-------- SOURCE --------

Was that a run-on sentence? Because I feel like it might have been, so…you know…SCORE! My life is always enriched whenever I manage to sling a great deal of words together to create a glorious run-on sentence of some kind! However, I’m rather certain that I can actually do better than that one, which may only JUST qualify for the Run-On Sentence Competition of ’09. Hang in there with me. I’m sure some run-ons will eventually turn up.
I wanted to elaborate about our drive home from Gymnastics Land last night, but I simply didn’t have the stamina to give it my best shot. I was fading, and fading fast. Spiraling out of control, with the tail fin on fire, and spewing smoke everywhere. I had to go to sleep, so the post was cut short last night, and I didn’t do justice to our drive.
First of all, I have never driven this many small children to Gymnastics Land before, as the boy has always had class on Tuesday nights, while the girls went over on Monday nights. Now, though, the boy has made enough progress, people, that his coach moved him to the intermediate class for boys, which happens to meet on Monday nights. So yeah. After more than two years of heading to gymnastics on Tuesdays, we are now switching gears and trying to come to grips with the fact that we do it on an entirely different night of the week now, which is not always an easy thing for me and my adult-onset Attention Deficit Disorder to handle. It’s thrown my entire weekly schedule into a full-blown loop.
But, it is what it is.
So now we can combine forces with a pack of other kids from Small Town, USA who also head to Gymnastics Land on Monday evenings, and last night was my night to steer the Suburban down the road, whilst loaded with noisy monkeys.

-------- DATASET ENTRIES --------

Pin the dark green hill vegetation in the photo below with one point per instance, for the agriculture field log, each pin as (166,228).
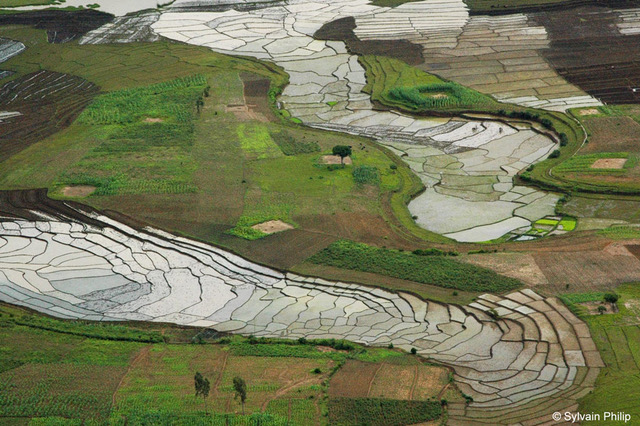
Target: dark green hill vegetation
(437,270)
(382,412)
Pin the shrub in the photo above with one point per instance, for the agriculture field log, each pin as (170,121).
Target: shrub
(433,252)
(381,412)
(611,297)
(366,175)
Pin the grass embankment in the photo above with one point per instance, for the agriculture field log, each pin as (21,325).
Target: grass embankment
(436,269)
(617,337)
(81,375)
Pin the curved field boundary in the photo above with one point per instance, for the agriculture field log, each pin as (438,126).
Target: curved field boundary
(509,353)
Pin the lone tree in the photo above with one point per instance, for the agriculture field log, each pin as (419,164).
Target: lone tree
(240,387)
(611,298)
(342,151)
(202,387)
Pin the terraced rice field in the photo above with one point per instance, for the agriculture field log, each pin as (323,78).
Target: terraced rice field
(325,91)
(531,352)
(42,103)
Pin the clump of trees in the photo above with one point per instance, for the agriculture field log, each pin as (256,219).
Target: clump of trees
(240,389)
(202,387)
(342,151)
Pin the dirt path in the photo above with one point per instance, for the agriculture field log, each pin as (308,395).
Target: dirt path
(286,389)
(143,353)
(414,383)
(373,379)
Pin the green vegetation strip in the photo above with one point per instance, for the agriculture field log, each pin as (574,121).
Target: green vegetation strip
(437,270)
(9,318)
(383,412)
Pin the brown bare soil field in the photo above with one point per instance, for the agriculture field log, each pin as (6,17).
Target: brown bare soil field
(412,381)
(256,96)
(78,190)
(612,134)
(342,30)
(270,377)
(272,226)
(429,382)
(516,265)
(588,51)
(48,101)
(61,26)
(609,163)
(353,380)
(587,270)
(335,159)
(634,249)
(394,382)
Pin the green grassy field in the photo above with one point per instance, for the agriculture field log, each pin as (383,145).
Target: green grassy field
(617,337)
(88,374)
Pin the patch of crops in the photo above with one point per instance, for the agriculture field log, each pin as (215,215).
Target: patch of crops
(92,330)
(298,411)
(175,98)
(617,337)
(366,175)
(436,96)
(383,412)
(150,416)
(42,390)
(583,163)
(437,270)
(290,146)
(146,136)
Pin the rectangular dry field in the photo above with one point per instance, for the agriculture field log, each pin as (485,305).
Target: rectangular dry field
(612,134)
(408,381)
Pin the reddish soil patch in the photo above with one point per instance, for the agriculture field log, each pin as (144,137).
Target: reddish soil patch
(588,270)
(612,134)
(272,226)
(353,380)
(256,97)
(592,308)
(342,30)
(335,159)
(49,101)
(609,163)
(78,190)
(634,249)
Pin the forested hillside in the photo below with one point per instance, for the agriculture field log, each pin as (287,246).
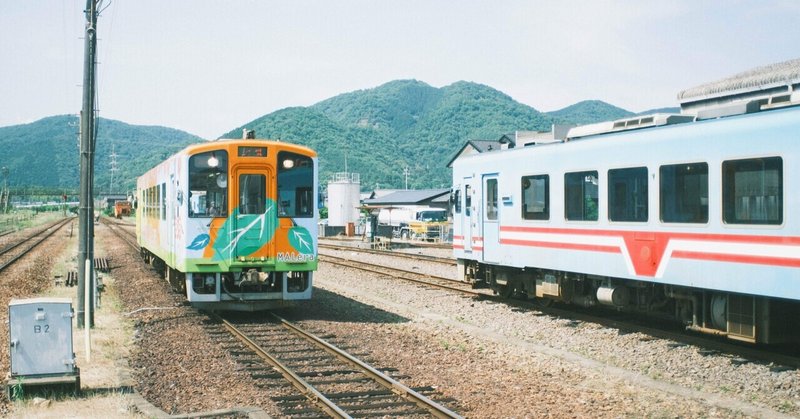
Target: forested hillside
(375,132)
(45,154)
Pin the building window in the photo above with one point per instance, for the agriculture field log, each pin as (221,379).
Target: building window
(627,194)
(295,185)
(491,199)
(752,191)
(580,196)
(684,193)
(536,197)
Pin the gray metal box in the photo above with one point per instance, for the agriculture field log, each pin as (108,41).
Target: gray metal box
(40,335)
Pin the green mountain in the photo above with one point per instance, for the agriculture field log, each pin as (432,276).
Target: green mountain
(46,152)
(401,124)
(378,132)
(588,112)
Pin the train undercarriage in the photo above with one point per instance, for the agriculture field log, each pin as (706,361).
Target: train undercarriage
(748,318)
(250,289)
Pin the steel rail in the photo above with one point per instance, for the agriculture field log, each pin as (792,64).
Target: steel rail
(365,266)
(307,389)
(730,348)
(393,385)
(52,230)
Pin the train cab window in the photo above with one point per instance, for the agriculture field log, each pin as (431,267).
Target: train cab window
(295,185)
(208,184)
(580,196)
(491,199)
(627,194)
(252,194)
(684,193)
(752,191)
(536,197)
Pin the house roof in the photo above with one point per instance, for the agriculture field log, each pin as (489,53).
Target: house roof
(759,78)
(482,146)
(408,197)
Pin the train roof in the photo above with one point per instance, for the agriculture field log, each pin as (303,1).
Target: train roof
(224,143)
(758,83)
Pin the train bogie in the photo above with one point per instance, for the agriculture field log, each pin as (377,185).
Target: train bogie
(694,221)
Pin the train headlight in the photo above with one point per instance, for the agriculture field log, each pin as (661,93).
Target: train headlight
(213,161)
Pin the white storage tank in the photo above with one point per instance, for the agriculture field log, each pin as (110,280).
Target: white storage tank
(344,199)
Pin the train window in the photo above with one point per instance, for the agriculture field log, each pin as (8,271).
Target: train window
(295,185)
(684,193)
(468,200)
(252,194)
(163,201)
(208,184)
(580,196)
(536,197)
(752,191)
(491,199)
(627,194)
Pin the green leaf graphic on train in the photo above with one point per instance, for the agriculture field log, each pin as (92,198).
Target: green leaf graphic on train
(199,242)
(301,240)
(243,234)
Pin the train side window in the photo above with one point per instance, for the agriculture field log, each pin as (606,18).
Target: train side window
(684,193)
(580,196)
(752,191)
(295,185)
(536,197)
(627,194)
(163,201)
(208,184)
(468,200)
(491,199)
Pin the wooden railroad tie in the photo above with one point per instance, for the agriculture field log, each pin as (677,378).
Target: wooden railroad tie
(101,265)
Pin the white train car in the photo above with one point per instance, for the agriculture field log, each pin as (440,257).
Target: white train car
(698,220)
(233,222)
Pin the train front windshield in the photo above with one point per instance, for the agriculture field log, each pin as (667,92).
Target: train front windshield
(208,184)
(295,185)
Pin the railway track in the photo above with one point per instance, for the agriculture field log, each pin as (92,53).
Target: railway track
(739,353)
(330,381)
(122,231)
(421,257)
(407,275)
(16,250)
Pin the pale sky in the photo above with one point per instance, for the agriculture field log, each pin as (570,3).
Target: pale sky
(207,67)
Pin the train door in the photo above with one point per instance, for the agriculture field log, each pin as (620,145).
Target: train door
(490,220)
(254,220)
(466,215)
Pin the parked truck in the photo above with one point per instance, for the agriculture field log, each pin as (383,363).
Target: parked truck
(415,222)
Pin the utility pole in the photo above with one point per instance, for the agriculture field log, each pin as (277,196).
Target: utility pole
(86,206)
(114,169)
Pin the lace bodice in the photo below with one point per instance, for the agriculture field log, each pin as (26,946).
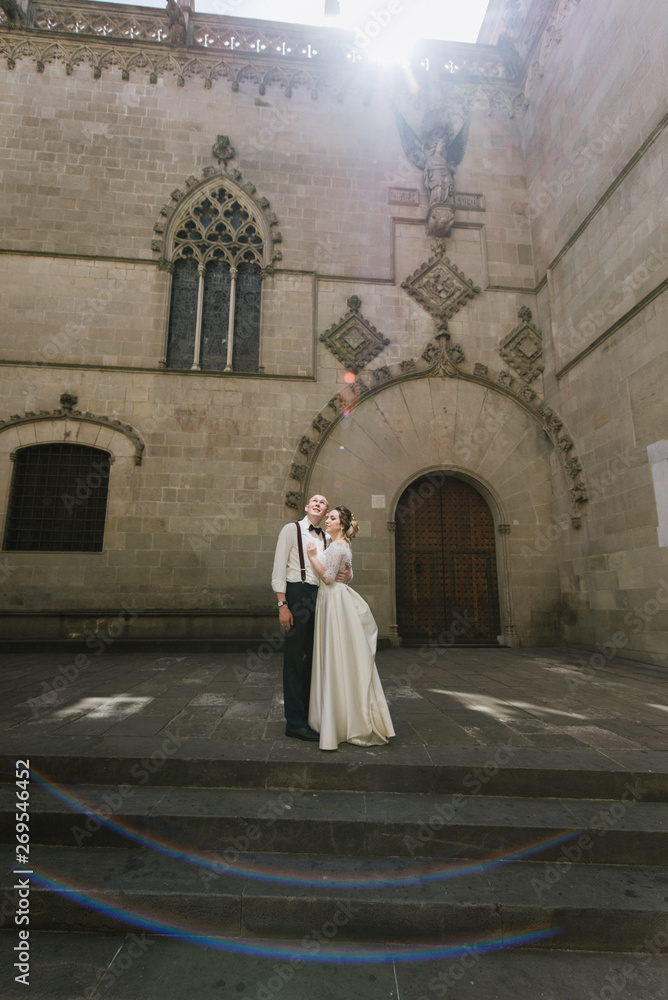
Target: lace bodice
(336,555)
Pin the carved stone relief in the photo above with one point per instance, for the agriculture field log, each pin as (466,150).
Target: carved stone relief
(439,286)
(522,349)
(439,360)
(353,341)
(66,411)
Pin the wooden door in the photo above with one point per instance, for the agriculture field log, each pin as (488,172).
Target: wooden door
(447,587)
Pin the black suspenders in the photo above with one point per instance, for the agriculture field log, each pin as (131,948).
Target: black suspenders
(301,551)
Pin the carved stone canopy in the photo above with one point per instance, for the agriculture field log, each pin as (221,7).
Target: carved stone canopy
(440,287)
(523,347)
(353,341)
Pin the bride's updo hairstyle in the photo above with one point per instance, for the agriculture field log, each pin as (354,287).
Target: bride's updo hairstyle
(348,523)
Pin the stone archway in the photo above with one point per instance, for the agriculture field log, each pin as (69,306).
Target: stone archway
(446,569)
(367,458)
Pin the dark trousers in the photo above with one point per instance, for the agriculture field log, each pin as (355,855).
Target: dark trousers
(298,652)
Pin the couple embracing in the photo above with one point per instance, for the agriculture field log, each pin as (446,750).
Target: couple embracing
(331,686)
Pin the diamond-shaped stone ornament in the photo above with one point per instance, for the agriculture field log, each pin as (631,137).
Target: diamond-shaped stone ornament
(353,341)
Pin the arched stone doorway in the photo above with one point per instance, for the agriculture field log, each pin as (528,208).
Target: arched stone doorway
(446,576)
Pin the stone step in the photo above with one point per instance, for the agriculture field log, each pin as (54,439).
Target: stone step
(515,771)
(156,968)
(577,907)
(352,823)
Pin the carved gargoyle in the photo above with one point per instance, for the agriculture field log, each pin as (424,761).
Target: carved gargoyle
(223,150)
(15,15)
(437,152)
(176,24)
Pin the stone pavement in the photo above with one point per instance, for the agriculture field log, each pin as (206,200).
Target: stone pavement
(547,714)
(448,699)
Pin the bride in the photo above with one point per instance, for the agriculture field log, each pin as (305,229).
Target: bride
(347,701)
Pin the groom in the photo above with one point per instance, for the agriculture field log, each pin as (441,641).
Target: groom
(296,588)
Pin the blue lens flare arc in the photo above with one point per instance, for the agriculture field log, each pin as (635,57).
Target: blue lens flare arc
(221,866)
(353,955)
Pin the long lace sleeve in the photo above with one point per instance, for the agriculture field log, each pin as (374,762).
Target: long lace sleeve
(334,559)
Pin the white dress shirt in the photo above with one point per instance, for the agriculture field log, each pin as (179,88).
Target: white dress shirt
(286,561)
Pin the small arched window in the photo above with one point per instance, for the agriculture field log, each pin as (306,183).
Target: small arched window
(217,261)
(58,499)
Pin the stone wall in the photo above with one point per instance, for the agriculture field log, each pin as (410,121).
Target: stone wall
(596,152)
(89,160)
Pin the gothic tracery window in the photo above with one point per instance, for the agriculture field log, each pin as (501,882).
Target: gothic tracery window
(217,264)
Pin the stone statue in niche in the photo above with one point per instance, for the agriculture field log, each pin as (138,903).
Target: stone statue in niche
(176,22)
(438,151)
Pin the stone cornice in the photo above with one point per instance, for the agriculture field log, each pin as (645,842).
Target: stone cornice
(238,51)
(438,360)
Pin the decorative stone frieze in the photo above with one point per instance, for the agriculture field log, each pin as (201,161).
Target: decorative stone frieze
(353,341)
(522,349)
(439,286)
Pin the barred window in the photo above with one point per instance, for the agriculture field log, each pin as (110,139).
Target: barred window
(58,499)
(215,307)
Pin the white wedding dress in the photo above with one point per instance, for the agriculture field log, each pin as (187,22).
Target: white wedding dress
(347,701)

--------

**TO BE DONE:** Continue the blog post about the drive home from Gymnastics Land, starting where it stops. These data were taken from a separate source.

**EXPECTED OUTPUT:**
We had the boy. And we had Ryan. And those two punks were surrounded with Talia, Sara, Gracie and Madelyn. Poor, poor little boys, who had to sit in the midst of those four incredibly cute girls.
Did I just say incredibly cute? Because…ohmylands! Cuteness is taken to a higher level with those four! They’re all incredibly cute, and incredibly outgoing, and completely full of an incredible amount of spunkiness, and I’m prepared to adopt any one of them, or even all four of them, if I could get away with it.
At one point on the trip, Gracie announced, “Let’s play the Sleepy Game!” This one was new to me (and I know most EVERY game that kids play!), as I had no idea what the Sleepy Game was, but I was pretty sure that I was a top-notch candidate for a game sporting that particular title, what with not getting much sleep the night before, as I was forced to endure Hubs’ plugged-up nose issues and the snoring that went with those issues, as well as Cat 1 and Cat 2 practicing for their marathons by running sprints around the house.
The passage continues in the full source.